> WHAT IS EXPECTED: Pick out each line in the material below that contains the string "instance", and copy those lines. Treat uppercase and lowercase as different.
* BEGIN SUPPLIED MATERIAL *
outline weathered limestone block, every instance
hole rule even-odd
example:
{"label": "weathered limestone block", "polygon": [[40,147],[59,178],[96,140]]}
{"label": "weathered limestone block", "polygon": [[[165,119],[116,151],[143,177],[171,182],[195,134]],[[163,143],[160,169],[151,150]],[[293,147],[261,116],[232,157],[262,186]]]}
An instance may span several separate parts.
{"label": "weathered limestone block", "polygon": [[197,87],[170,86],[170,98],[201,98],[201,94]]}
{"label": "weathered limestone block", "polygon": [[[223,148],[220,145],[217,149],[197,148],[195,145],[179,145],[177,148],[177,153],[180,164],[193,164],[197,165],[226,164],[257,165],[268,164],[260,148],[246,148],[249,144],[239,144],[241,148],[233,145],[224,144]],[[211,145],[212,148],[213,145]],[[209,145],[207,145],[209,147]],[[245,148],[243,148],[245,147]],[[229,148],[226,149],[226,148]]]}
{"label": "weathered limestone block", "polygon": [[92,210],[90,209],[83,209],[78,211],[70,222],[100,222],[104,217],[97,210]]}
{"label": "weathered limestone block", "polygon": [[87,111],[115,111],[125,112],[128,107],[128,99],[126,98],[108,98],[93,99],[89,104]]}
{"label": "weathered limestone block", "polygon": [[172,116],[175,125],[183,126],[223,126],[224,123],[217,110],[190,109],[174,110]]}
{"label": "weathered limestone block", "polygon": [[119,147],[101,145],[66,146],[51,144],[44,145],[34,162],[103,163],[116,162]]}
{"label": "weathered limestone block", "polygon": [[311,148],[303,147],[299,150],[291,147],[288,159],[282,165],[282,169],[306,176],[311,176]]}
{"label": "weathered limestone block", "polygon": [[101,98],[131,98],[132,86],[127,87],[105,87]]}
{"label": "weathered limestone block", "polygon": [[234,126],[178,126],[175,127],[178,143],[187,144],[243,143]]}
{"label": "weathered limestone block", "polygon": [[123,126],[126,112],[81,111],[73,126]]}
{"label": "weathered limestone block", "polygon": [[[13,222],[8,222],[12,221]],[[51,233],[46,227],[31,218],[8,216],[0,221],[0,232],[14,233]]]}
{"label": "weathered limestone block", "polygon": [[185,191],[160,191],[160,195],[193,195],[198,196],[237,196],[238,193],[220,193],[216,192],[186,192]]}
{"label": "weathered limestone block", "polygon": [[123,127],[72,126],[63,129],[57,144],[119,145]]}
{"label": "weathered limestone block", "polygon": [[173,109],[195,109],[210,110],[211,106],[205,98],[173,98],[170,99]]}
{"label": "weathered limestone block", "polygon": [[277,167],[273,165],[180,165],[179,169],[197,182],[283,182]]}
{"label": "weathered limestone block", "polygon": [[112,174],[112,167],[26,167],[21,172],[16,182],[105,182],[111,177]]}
* END SUPPLIED MATERIAL *
> FINAL ANSWER:
outline weathered limestone block, every instance
An instance may span several separate parts.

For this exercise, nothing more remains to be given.